What this task involves =
Your answer must consist of the records below, reproduced exactly, with every picture removed.

Supplied material =
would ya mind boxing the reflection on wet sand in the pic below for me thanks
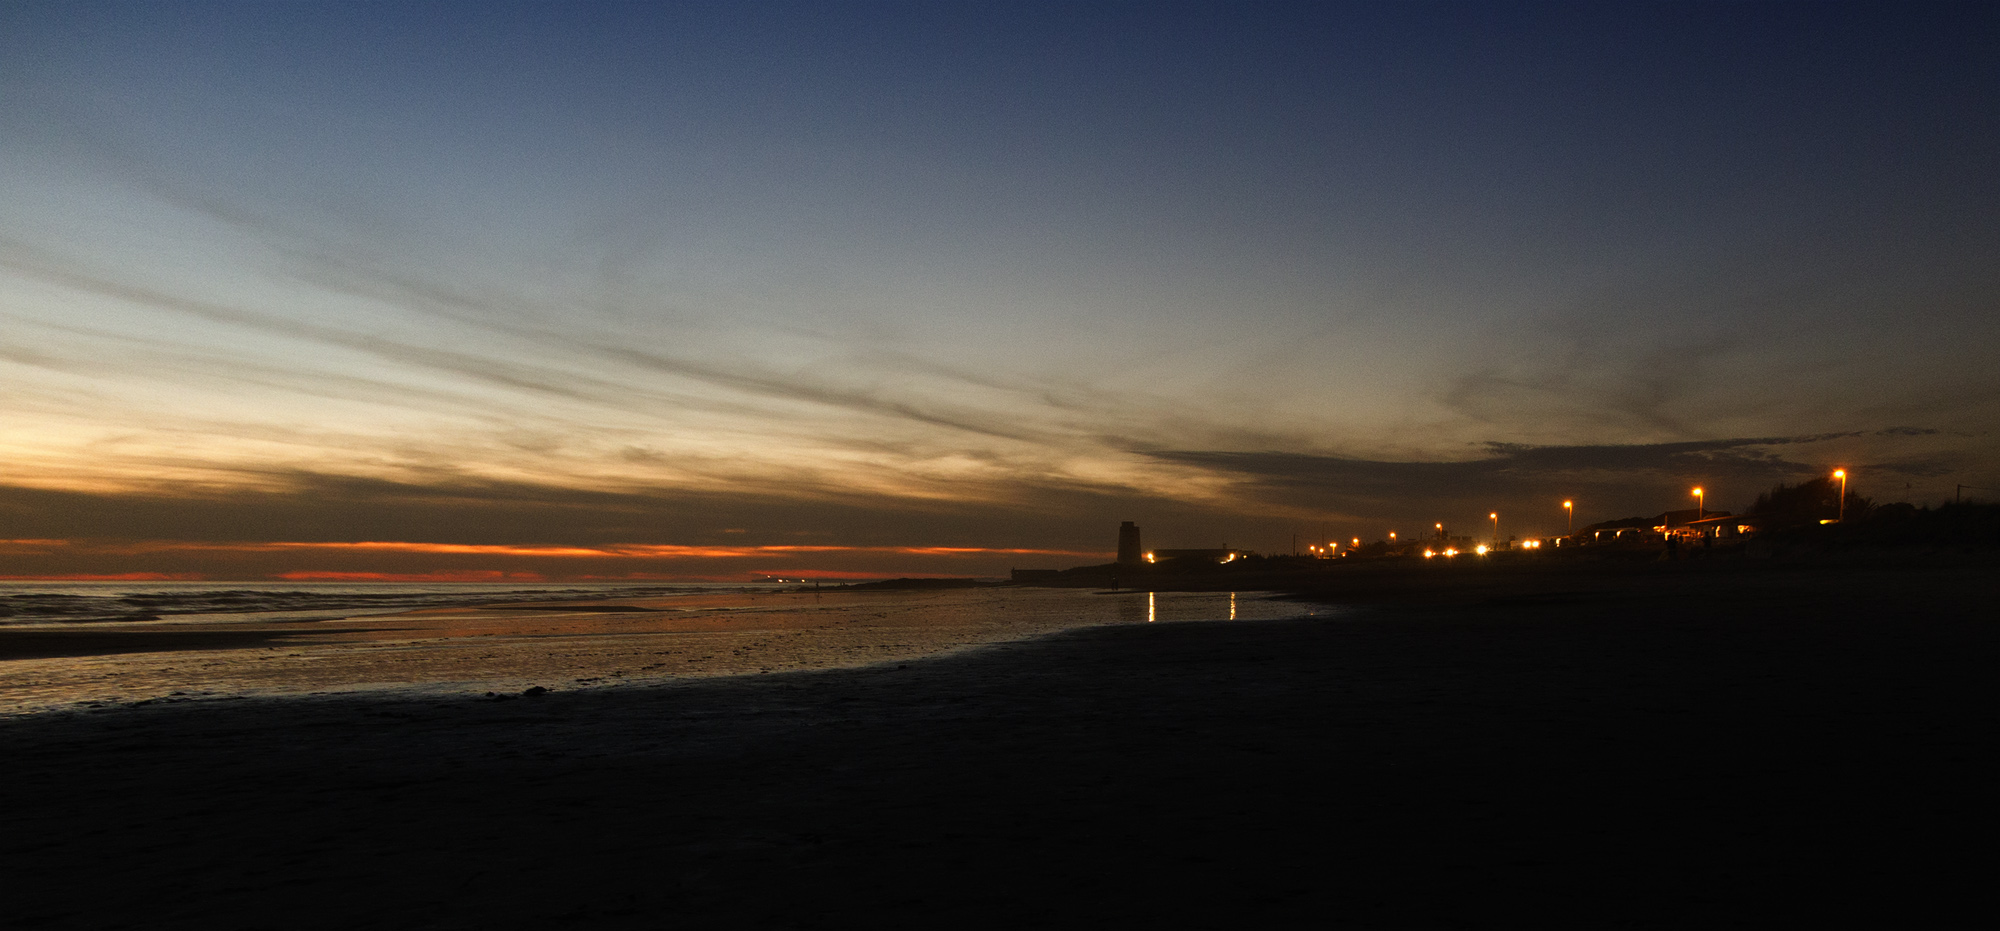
[2,588,1319,713]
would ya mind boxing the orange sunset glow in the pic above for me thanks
[5,8,1998,931]
[0,538,1110,581]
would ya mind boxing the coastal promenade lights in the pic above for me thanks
[1693,487,1704,521]
[1834,469,1848,522]
[1563,500,1573,535]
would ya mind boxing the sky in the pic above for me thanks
[2,1,1997,580]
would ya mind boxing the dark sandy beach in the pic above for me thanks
[4,558,1997,928]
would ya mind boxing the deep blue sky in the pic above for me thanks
[2,1,1996,577]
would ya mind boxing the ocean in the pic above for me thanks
[0,580,770,626]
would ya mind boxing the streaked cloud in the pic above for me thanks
[1,3,1997,574]
[0,539,1105,560]
[0,537,1107,582]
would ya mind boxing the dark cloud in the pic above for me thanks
[1145,432,1961,534]
[1440,333,1749,436]
[1475,434,1853,472]
[0,465,1257,574]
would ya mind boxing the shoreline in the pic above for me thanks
[4,559,1996,926]
[0,587,1317,715]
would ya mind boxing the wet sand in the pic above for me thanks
[3,559,1996,928]
[0,588,1310,713]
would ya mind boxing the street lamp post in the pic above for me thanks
[1834,469,1847,522]
[1693,487,1704,522]
[1563,500,1573,536]
[1490,512,1499,544]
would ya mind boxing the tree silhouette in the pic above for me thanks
[1747,477,1871,528]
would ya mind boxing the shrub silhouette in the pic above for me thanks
[1747,477,1870,528]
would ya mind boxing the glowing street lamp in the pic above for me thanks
[1563,500,1573,535]
[1489,512,1499,543]
[1834,469,1848,522]
[1693,487,1704,522]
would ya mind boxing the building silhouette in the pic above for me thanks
[1117,521,1144,565]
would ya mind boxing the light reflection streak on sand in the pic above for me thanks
[1,588,1325,714]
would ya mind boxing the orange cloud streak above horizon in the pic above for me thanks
[0,538,1111,582]
[0,539,1107,559]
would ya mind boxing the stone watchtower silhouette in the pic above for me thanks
[1117,521,1144,565]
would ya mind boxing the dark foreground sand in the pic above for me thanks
[4,559,1997,929]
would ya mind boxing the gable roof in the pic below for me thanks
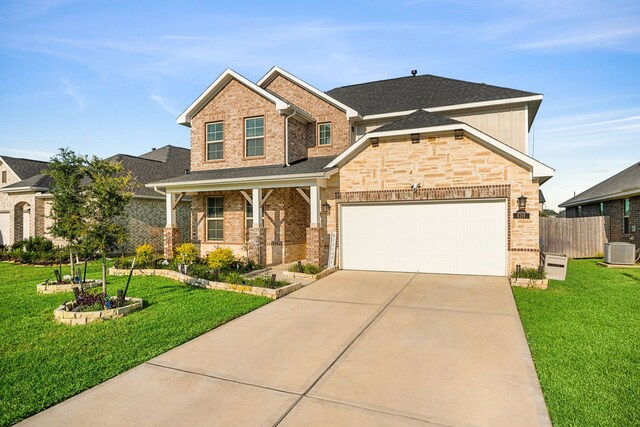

Answer section =
would ya mind boxing the reflection on wet sand in the pic below for me thanks
[2,588,1319,713]
would ya mind boxing the orange sunset glow in the pic above for me thanks
[5,8,1998,931]
[0,538,1110,581]
would ya mind boxing the coastal promenade lights in the pic above for me thanks
[1693,487,1704,521]
[1834,469,1848,522]
[1563,500,1573,535]
would ya mind boxing the sky in the pic above for me thanks
[2,1,1997,580]
would ya mind boxing the dark sandy beach in the pic above for me thanks
[4,558,1997,928]
would ya mind boxing the deep blue sky in the pic above for me thanks
[2,1,1996,577]
would ya mind boxing the ocean in the pic above for me thanks
[0,580,770,626]
would ya mind boxing the streaked cloud in the pic above for me thanks
[1,3,1997,574]
[0,539,1105,560]
[0,537,1107,582]
would ya mind boxing the dark cloud in the pic above for me thanks
[1145,432,1961,534]
[1440,333,1749,436]
[1475,434,1853,472]
[0,465,1257,574]
would ya mind boxing the shoreline in the pic above for me thanks
[4,559,1996,926]
[0,587,1317,715]
would ya mind boxing the wet sand in the pic above for me thanks
[3,559,1996,928]
[0,588,1310,713]
would ya mind boxing the street lamp post in the pic above for me thanks
[1834,469,1847,522]
[1693,487,1704,522]
[1563,500,1573,536]
[1490,512,1499,544]
would ya mind boxing the tree silhouette in the pic above for me thanks
[1747,477,1871,528]
would ya mind boxing the shrub silhouette in the pic above for me thanks
[1747,477,1870,528]
would ya mind boxing the glowing street lamp in the pic above for me thanks
[1563,500,1573,535]
[1489,512,1499,543]
[1834,469,1848,522]
[1693,487,1704,522]
would ya mind boxing the building silhouette in the pic above for me thanks
[1117,521,1144,565]
would ya mind boxing the light reflection streak on sand in the pic above for me thanks
[1,588,1325,714]
would ya mind boxing the orange cloud streak above horizon in the pic above for me thanks
[0,538,1111,582]
[0,539,1107,559]
would ya mind boxing the stone watchtower silhouette in the pic above for me thanks
[1117,521,1144,565]
would ya mind boxing the dark foreground sand in the pic above for me thanks
[4,559,1997,929]
would ya mind boxing the gable roof in the pic below for me thanks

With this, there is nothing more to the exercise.